### Dataset entries
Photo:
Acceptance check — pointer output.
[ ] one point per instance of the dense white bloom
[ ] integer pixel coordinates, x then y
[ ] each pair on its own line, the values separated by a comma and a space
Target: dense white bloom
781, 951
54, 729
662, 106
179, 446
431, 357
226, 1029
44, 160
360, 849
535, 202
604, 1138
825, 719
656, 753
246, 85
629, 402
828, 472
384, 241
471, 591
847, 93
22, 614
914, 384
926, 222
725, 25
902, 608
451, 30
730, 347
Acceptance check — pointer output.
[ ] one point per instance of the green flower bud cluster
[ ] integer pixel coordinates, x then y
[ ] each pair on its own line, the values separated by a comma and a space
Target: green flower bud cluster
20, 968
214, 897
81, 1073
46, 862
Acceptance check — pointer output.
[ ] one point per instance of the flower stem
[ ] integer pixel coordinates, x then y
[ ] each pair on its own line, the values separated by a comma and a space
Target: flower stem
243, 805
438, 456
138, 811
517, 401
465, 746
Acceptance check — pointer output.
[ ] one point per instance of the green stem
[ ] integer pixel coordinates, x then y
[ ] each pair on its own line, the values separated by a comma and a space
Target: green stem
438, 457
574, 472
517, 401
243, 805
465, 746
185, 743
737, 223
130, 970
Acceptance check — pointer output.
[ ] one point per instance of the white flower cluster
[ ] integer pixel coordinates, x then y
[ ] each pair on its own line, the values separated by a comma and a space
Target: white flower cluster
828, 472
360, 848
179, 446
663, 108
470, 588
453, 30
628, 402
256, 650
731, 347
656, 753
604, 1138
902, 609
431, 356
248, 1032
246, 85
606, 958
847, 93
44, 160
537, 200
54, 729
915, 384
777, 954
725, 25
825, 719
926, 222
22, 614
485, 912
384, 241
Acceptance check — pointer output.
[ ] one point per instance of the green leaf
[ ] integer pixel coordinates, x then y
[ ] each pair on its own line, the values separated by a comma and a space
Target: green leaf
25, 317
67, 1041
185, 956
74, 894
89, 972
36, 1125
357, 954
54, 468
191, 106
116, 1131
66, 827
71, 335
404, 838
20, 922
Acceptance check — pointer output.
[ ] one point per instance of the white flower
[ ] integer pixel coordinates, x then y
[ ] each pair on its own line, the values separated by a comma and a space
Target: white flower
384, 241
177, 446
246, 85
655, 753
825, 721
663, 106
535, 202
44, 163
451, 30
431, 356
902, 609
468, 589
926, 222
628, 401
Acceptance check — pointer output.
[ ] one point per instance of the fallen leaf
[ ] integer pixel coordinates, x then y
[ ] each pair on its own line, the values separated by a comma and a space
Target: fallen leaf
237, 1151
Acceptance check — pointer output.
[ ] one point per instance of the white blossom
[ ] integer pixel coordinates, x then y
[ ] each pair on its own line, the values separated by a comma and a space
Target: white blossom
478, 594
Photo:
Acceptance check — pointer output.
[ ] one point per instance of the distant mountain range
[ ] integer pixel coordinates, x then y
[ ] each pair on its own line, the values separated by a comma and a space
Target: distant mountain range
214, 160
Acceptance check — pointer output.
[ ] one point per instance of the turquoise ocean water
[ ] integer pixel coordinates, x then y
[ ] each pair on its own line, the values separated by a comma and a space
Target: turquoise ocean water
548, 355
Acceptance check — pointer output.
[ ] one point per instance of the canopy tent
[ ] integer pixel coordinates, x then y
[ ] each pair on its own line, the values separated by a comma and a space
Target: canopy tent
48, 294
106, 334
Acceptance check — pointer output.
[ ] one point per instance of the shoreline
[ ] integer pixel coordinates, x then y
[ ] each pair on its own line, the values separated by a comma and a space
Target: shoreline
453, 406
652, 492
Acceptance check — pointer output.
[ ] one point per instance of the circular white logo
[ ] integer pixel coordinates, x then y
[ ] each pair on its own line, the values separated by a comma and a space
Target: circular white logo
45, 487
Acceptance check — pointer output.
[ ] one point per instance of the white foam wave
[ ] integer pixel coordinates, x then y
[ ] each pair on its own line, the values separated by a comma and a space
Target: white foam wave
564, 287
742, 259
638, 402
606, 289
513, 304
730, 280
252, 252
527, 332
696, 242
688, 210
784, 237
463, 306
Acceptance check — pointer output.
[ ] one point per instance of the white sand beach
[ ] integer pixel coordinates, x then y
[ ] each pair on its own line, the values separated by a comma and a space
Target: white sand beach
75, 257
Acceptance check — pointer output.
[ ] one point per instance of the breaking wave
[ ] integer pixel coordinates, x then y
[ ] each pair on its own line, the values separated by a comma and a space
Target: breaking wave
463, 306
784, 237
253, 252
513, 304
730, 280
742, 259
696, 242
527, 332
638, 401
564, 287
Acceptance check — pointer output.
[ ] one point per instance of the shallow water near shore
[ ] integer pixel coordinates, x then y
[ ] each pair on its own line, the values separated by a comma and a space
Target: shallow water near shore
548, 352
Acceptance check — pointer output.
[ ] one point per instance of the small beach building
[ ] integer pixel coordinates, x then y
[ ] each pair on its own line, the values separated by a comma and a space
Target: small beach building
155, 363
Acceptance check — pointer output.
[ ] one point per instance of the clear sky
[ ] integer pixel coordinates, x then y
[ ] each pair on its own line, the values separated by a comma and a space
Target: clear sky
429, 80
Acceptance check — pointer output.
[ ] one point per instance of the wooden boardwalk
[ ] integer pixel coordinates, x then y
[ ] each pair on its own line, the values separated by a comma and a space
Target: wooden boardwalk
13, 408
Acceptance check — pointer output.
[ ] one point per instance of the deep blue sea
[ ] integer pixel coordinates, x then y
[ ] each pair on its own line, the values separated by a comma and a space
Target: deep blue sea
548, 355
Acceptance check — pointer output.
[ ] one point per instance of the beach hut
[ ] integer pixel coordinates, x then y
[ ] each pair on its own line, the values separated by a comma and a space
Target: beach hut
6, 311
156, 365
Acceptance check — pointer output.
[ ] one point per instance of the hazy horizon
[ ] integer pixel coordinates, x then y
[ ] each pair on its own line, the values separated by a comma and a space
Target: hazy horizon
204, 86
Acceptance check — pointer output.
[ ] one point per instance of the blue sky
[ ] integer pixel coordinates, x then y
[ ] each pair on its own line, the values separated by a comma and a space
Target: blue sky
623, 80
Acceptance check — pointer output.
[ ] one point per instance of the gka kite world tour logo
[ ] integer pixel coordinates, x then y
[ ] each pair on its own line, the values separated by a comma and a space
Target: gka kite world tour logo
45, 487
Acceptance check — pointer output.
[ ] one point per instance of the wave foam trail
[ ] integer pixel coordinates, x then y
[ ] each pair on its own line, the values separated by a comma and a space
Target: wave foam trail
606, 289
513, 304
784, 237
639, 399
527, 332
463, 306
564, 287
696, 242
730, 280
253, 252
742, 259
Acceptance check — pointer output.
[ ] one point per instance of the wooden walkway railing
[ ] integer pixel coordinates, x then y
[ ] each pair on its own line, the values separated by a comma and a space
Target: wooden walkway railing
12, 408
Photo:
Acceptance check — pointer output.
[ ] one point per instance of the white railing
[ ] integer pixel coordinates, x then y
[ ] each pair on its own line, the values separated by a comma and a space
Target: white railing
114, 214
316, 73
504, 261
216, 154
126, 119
...
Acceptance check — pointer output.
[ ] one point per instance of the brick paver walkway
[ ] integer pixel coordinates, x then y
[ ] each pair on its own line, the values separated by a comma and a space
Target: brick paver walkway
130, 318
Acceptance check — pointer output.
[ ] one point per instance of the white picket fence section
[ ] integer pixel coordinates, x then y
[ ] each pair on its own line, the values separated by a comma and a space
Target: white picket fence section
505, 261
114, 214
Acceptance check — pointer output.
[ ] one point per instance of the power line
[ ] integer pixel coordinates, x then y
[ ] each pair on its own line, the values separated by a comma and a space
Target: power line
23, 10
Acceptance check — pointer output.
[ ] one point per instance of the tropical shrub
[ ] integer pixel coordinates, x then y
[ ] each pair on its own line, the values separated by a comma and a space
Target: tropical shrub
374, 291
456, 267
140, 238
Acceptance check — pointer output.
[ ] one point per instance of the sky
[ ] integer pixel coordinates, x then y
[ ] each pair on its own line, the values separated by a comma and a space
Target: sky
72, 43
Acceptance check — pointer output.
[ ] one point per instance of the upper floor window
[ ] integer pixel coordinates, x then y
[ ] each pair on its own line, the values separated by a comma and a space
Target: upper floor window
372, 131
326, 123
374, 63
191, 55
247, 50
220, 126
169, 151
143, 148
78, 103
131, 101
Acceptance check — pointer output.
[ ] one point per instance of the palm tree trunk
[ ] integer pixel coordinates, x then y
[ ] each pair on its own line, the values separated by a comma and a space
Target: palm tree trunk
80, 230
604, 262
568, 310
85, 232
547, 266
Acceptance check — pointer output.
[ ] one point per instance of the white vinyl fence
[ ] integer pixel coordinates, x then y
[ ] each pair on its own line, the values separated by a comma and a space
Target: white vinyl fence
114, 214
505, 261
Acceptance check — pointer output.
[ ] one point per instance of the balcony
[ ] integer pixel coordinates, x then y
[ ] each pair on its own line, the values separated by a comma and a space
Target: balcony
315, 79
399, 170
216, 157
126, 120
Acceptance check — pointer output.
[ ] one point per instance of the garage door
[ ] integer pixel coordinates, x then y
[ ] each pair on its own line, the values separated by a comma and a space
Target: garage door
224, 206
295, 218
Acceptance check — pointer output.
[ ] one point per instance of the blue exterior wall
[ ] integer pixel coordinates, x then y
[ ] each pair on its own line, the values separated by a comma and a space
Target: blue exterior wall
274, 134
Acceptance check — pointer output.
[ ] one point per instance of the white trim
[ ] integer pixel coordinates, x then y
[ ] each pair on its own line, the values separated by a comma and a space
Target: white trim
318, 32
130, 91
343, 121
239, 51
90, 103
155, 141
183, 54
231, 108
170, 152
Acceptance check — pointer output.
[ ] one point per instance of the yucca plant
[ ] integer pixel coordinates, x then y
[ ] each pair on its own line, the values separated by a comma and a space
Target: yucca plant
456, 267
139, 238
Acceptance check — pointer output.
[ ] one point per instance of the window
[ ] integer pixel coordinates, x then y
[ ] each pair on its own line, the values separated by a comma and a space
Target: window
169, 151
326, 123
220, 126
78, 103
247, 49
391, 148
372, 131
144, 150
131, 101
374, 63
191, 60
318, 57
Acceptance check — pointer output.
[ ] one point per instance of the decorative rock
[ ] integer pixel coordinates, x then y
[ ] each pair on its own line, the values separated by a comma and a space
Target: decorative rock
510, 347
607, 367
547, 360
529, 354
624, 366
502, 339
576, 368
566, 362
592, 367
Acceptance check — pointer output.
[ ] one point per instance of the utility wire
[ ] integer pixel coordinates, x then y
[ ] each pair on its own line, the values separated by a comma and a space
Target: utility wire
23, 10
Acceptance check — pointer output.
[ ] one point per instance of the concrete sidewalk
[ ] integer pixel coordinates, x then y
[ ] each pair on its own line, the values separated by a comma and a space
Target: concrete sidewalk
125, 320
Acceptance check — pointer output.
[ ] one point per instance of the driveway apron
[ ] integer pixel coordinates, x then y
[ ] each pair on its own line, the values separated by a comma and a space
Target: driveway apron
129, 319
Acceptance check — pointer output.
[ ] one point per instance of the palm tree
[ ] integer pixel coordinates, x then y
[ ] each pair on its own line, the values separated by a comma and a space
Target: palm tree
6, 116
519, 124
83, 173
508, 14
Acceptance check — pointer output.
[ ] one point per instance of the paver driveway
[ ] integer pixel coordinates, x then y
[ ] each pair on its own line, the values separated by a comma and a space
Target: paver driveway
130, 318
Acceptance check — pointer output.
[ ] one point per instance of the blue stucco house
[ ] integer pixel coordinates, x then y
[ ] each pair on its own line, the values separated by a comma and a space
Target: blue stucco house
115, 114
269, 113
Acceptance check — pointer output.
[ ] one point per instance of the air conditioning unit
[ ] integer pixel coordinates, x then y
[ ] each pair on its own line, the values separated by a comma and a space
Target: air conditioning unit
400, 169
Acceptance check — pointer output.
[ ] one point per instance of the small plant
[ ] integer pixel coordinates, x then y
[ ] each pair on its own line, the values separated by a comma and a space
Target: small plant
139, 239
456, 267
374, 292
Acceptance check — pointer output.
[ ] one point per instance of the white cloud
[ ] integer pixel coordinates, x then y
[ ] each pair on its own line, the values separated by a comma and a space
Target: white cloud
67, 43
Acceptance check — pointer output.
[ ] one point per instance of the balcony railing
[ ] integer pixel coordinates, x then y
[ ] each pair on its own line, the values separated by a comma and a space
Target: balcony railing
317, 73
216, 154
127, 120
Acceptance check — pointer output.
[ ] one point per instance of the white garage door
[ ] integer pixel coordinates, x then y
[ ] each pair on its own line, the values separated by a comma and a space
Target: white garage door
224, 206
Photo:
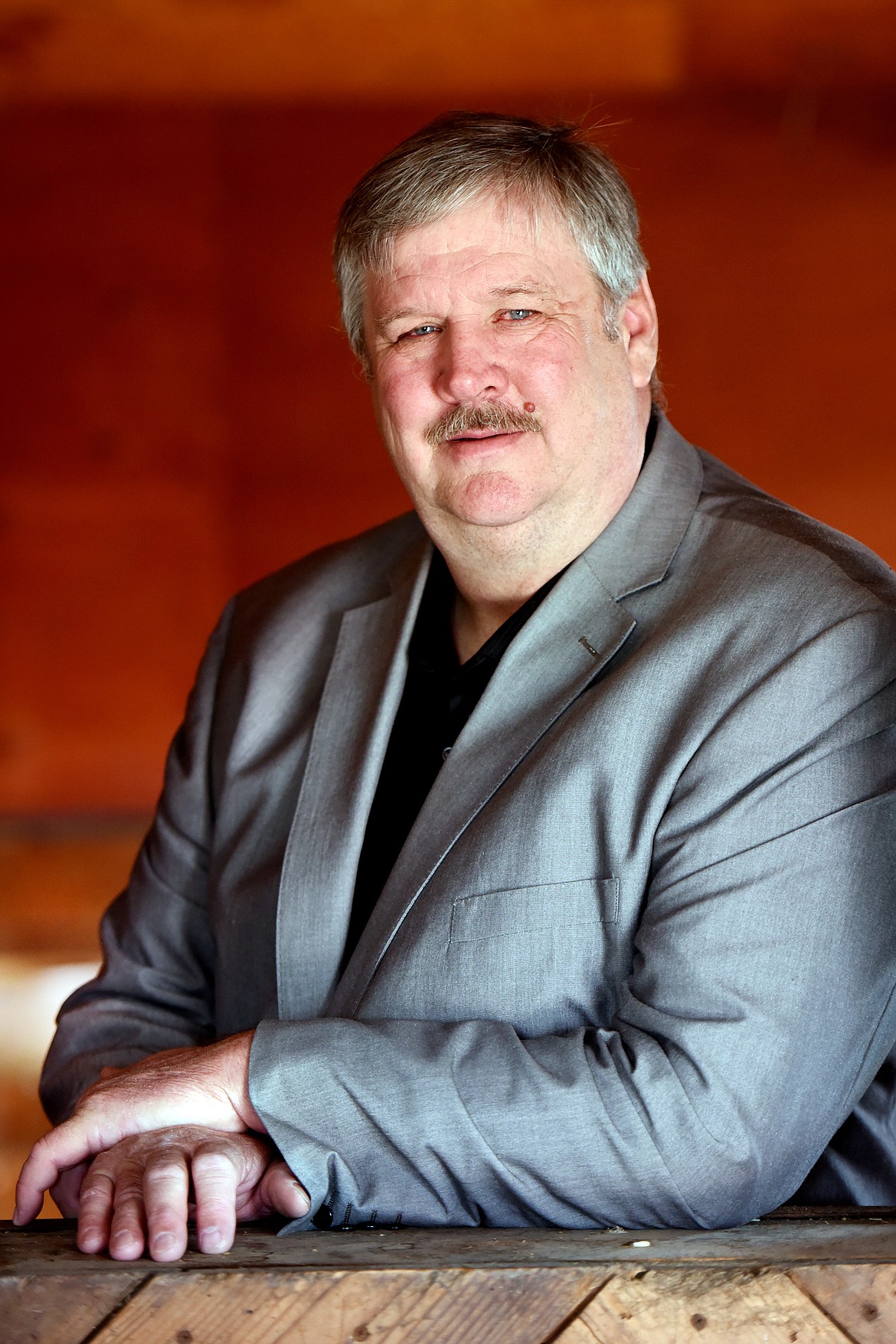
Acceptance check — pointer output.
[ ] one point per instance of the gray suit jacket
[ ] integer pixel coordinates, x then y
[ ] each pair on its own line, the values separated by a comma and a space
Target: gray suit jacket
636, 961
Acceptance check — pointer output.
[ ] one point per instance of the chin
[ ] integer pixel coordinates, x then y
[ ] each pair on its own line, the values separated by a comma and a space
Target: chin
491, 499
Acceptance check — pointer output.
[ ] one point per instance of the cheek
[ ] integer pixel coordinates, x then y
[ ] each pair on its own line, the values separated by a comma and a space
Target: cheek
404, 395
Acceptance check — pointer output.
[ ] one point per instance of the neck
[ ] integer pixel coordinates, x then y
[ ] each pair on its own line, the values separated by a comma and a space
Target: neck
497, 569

### Task item
Out of the data above, give again only the lines starting at the one holding "Target: tropical shrub" and ending at the one holding "[ ] one point per instance of the upper", unchanged.

### Task solution
Target: tropical shrub
374, 291
456, 267
140, 238
Acceptance check — pointer output.
[ ] one point per instance of the sky
[ ] integer pixel coordinates, x then y
[ ] each pair on its own line, the values separated by a comma and a space
Target: sky
72, 43
Acceptance check — pointer output.
[ ] one point per instance of the upper floor window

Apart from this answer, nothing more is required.